WHAT YOU SHOULD DO: Rewrite the listing below, replacing "Target" with "Object" wherever it appears and keeping everything else the same. Don't include the pictures in your version.
** Begin **
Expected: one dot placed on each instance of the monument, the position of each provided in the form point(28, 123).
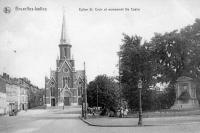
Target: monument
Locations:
point(185, 94)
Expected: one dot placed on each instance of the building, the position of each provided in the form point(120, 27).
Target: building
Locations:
point(3, 104)
point(12, 95)
point(18, 94)
point(65, 84)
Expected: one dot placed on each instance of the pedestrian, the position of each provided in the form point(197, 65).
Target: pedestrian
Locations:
point(125, 112)
point(122, 112)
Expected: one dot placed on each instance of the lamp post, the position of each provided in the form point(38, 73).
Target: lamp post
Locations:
point(140, 102)
point(82, 101)
point(85, 88)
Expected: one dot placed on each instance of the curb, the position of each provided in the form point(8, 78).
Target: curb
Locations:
point(98, 125)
** End **
RESPONSE TO THE EXERCISE:
Expected: one dot placed on each instance of the monument, the position of each provided in the form point(28, 123).
Object: monument
Locations:
point(185, 94)
Expected: one dot placed on each instance of the building, the position of each provided in the form point(120, 27).
Object: building
Locations:
point(3, 104)
point(12, 95)
point(18, 94)
point(65, 84)
Expected: one dot placed on each instance of the pedestrian, the position of each provided in the form point(197, 65).
Object: pedestrian
Locations:
point(125, 112)
point(122, 112)
Expected: one dot placed on each instance of the lamp post, the position of each provided in the form point(38, 73).
Object: lamp post
Locations:
point(140, 102)
point(82, 101)
point(85, 88)
Expected: one dot placed on each instance of the curb, the position of each provided in the form point(8, 78).
Object: curb
Locations:
point(98, 125)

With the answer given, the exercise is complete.